- Objective: Copy the entries from the line containing "Batch job #47 — target class: car grille." through the end of the entries, both ends included, and swap each "Output" for "Result" while leaving everything else unchanged.

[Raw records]
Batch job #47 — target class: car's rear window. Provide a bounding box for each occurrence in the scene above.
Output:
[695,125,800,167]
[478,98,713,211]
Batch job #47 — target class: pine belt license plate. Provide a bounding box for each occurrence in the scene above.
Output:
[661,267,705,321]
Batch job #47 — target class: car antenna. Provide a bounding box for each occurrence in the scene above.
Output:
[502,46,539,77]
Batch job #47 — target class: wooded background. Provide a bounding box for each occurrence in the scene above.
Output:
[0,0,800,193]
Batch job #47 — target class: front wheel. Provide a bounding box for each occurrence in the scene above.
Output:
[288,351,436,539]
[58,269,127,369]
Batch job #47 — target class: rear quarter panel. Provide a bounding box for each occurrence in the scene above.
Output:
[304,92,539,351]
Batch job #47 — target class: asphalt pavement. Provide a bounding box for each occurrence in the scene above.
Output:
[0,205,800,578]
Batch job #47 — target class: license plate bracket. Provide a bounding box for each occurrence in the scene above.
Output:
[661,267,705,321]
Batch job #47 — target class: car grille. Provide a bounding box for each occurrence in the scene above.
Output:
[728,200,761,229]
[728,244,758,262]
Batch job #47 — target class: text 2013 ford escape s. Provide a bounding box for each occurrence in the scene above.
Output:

- Task result:
Batch job #47 — target class: car grille. Provide a bounding box for each occurrence in the scene above.
Result:
[728,200,761,229]
[728,244,758,262]
Batch job #47 — target class: text 2013 ford escape s. Provide a bounding box for each occurrence in the scene above.
Result:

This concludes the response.